[Dataset rows showing where objects appear]

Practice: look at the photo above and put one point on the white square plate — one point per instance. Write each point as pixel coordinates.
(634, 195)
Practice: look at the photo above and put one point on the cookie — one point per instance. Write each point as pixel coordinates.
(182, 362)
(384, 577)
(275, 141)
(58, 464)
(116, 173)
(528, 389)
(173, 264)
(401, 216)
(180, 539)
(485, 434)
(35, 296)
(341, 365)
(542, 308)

## Task prompt:
Copy these records word for word, keeping every line as it stands.

## Full answer:
Practice: look at the photo above and put one point on the white square plate — one point per instance. Write each point as pixel coordinates.
(634, 195)
Practice: look at the photo above and put one point on the cookie — one point per instance. Write each point as pixel coordinates.
(182, 362)
(384, 577)
(275, 141)
(58, 464)
(116, 173)
(528, 389)
(173, 264)
(401, 216)
(180, 539)
(485, 434)
(35, 296)
(341, 365)
(542, 308)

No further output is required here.